— START —

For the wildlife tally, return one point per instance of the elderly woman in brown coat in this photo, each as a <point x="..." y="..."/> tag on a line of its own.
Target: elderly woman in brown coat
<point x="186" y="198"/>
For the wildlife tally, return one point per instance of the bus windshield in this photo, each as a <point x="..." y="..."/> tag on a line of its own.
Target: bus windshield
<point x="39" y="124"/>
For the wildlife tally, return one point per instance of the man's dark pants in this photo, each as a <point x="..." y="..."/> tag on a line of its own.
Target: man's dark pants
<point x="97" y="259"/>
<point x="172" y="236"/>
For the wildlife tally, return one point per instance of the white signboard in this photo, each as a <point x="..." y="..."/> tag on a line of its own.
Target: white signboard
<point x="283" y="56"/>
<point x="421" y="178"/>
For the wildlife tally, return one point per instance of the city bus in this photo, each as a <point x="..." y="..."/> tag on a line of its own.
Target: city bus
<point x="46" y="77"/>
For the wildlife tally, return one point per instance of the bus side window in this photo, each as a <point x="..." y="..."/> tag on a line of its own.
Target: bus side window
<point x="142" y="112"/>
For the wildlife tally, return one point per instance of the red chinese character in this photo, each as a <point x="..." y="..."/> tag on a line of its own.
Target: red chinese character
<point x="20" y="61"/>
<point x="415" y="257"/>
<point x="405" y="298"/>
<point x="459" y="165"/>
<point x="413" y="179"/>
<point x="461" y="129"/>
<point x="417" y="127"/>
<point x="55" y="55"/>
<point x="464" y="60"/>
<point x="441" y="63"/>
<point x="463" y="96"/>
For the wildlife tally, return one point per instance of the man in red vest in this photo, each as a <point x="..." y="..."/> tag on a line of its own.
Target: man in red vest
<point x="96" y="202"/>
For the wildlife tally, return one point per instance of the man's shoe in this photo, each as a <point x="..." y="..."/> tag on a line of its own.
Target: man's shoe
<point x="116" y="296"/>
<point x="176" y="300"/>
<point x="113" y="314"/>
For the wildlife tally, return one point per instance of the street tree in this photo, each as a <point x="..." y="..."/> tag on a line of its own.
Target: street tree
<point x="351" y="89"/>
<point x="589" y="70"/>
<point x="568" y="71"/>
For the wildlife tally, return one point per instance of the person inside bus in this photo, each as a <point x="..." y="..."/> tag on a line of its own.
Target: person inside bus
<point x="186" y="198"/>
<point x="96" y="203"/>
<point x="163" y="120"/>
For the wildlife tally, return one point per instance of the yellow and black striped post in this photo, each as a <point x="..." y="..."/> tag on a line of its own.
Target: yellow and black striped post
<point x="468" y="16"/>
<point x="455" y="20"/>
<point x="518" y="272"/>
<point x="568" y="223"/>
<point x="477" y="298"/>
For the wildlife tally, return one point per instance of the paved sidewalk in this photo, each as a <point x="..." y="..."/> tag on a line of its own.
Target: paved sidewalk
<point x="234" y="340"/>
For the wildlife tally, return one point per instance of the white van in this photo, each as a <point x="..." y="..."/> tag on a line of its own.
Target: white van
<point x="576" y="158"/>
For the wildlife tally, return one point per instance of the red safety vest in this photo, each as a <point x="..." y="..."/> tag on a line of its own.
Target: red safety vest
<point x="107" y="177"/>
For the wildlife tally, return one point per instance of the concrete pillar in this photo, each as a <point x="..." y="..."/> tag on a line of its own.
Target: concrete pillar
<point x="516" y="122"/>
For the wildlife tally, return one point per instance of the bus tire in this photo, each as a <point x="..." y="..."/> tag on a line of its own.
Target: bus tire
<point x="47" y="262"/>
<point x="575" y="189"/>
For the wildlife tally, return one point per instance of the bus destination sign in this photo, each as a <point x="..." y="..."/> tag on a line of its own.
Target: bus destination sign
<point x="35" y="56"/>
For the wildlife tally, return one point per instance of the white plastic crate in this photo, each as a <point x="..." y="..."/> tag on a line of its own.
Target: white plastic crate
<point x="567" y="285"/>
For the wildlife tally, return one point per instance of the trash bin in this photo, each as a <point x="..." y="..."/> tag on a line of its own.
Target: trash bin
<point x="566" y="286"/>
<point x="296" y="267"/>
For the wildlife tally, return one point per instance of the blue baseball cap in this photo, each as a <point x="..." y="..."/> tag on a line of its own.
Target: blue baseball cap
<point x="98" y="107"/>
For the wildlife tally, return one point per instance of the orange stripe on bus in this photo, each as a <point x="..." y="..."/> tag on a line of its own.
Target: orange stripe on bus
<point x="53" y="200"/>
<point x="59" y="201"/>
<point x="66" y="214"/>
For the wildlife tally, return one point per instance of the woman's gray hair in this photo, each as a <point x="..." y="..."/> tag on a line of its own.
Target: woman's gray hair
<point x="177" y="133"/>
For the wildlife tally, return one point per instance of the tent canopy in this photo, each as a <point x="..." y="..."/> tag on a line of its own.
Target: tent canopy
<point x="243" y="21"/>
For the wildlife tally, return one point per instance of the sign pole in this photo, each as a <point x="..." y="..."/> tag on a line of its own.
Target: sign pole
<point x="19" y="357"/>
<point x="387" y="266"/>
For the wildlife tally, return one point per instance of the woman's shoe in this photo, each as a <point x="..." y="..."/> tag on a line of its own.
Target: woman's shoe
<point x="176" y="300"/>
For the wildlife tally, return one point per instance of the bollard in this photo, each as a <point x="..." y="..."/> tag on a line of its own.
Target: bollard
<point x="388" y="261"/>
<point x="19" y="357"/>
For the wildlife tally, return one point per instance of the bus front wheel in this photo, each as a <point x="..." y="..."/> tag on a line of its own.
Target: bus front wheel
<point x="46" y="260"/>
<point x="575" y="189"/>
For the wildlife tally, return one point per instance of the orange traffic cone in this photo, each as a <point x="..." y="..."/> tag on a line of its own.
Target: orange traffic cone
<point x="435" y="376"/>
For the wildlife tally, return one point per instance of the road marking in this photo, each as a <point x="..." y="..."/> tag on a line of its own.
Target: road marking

— END —

* WHAT TO WORK ON *
Restate each of the entries above verbatim.

* CORRECT RESULT *
For the wildlife tally, return one point per instance of the elderly woman in brown coat in this photo, each as a <point x="..." y="..."/> tag on a line of its own.
Target: elderly woman in brown coat
<point x="186" y="198"/>
For the wildlife tally, return one point per instance of the bus windshield in this photo, each as a <point x="..." y="..."/> tag on a line of its own.
Target: bus windshield
<point x="39" y="124"/>
For the wildlife tally, return one point per instance of the man's dark pants in this photo, each as a <point x="..." y="..."/> tag on a line of its own.
Target: man's dark pants
<point x="97" y="259"/>
<point x="172" y="236"/>
For the wildlife tally, return one point per instance of the white signboard in this photo, each as a <point x="..." y="..."/> tag on a line of its own.
Target: white signboard
<point x="283" y="56"/>
<point x="421" y="178"/>
For the wildlife tally, return one point per instance of the city bus in this photo, each as a <point x="..." y="..."/> tag on a line of its own.
Target: city bus
<point x="46" y="77"/>
For the wildlife tally, return one point per instance of the bus side window in this photo, each as a <point x="..." y="..."/> tag on a line of its own.
Target: bus side window
<point x="142" y="112"/>
For the wildlife tally, return one point per instance of the red chinese character in this photo, each as a <point x="..." y="..."/> tag on a line of its own.
Target: red chinese character
<point x="20" y="61"/>
<point x="415" y="257"/>
<point x="405" y="298"/>
<point x="459" y="165"/>
<point x="413" y="179"/>
<point x="461" y="129"/>
<point x="417" y="127"/>
<point x="55" y="55"/>
<point x="464" y="60"/>
<point x="441" y="63"/>
<point x="463" y="96"/>
For the wildlife tally, return one point per instance of the man in red vest in this photo, each as a <point x="..." y="..."/> tag on a line of its own.
Target: man in red vest
<point x="96" y="202"/>
For the wildlife tally, return one point per instance of the man's shoe in this photo, each as a <point x="..." y="..."/> tag on a line of its own.
Target: man's shoe
<point x="116" y="296"/>
<point x="176" y="300"/>
<point x="113" y="314"/>
For the wildlife tally, return one point per instance of the street tree in this photo, each as a <point x="..." y="..."/> tag on a line of its own.
Target: street tree
<point x="351" y="89"/>
<point x="589" y="70"/>
<point x="568" y="71"/>
For the wildlife tally, return one point per instance of the person inside bus in this photo, each as a <point x="..." y="..."/> tag on a line of its own.
Target: person inside bus
<point x="186" y="198"/>
<point x="96" y="203"/>
<point x="163" y="120"/>
For the wildlife tally, return one point per instance of the yellow and black striped post in this photo, each as a <point x="..." y="..."/> tag on a line of its own.
Target: yellow and black striped post
<point x="468" y="16"/>
<point x="455" y="20"/>
<point x="518" y="272"/>
<point x="568" y="223"/>
<point x="477" y="298"/>
For the wildlife tally, return one point per instance of the paved sidewalk in this photo, each as a <point x="..." y="..."/> tag on a line of its own.
Target: paved sidewalk
<point x="234" y="340"/>
For the wildlife tally, return one point per instance of the white van in this photo, each as a <point x="..." y="..."/> tag on a line of its own.
Target: white van
<point x="576" y="158"/>
For the wildlife tally, return one point per instance of the red safety vest in this photo, each as a <point x="..." y="..."/> tag on a line of its own.
Target: red safety vest
<point x="107" y="177"/>
For the wildlife tally, return one point per instance of the concrete pillar in this photo, each as a <point x="..." y="..."/> tag on a line of its own.
Target: concrete pillar
<point x="516" y="122"/>
For the wildlife tally, return one point per instance of the bus tire in this photo, each as a <point x="..." y="..."/> tag on a line of its own.
Target: bus tire
<point x="47" y="262"/>
<point x="575" y="189"/>
For the wildlife tally, return one point per instance of the bus destination sign in this photo, each as a <point x="..." y="..."/> tag on a line of its own.
Target: bus destination sign
<point x="35" y="56"/>
For the wildlife tally, return one point per instance of the white plastic crate in this photo, each as a <point x="..." y="..."/> tag on a line of its own.
Target: white plastic crate
<point x="567" y="285"/>
For the wildlife tally, return one point per instance of the trash bin in this photo, each as a <point x="..." y="..."/> tag on a line of its own.
Target: trash bin
<point x="566" y="286"/>
<point x="296" y="267"/>
For the wildlife tally, return one point per instance of the blue baseball cap in this photo, each as a <point x="..." y="..."/> tag on a line of its own.
Target: blue baseball cap
<point x="98" y="107"/>
For the wildlife tally, return one point per instance of the orange stripe on bus in this photo, each as a <point x="..." y="..."/> tag on a line of its own.
Target: orange stripe on bus
<point x="53" y="200"/>
<point x="59" y="201"/>
<point x="66" y="214"/>
For the wildlife tally, return one point per instance of the woman's gray hair in this photo, each as a <point x="..." y="..."/> tag on a line of its own.
Target: woman's gray hair
<point x="177" y="133"/>
For the wildlife tally, return one point per instance of the tent canopy in this photo, each as a <point x="..." y="..."/> tag on a line of its own.
Target: tent canopy
<point x="243" y="21"/>
For the wildlife tally, return one point per instance of the sign pole in this photo, each as a <point x="..." y="..."/> tag on a line of its own.
Target: sign pole
<point x="19" y="357"/>
<point x="387" y="266"/>
For the wildlife tally, return one point per instance of the woman's shoe in this photo, each as a <point x="..." y="..."/> tag on a line of its own.
Target: woman's shoe
<point x="176" y="300"/>
For the wildlife tally, return one point per instance of the bollard in this photo, each as a <point x="..." y="..."/> tag on a line of its own.
Target: bollard
<point x="388" y="261"/>
<point x="19" y="357"/>
For the wildlife tally, return one point per instance of the bus front wheel in this photo, each as a <point x="..." y="..."/> tag on a line of its own.
Target: bus front wheel
<point x="46" y="260"/>
<point x="575" y="189"/>
For the wildlife tally, return one point per instance of the orange traffic cone in this photo, each as a <point x="..." y="..."/> tag on a line of its own.
Target: orange traffic cone
<point x="435" y="376"/>
For the wildlife tally, return one point per instance of the road marking in this photo, each as a <point x="..." y="..."/> tag on a line of its own.
Target: road marking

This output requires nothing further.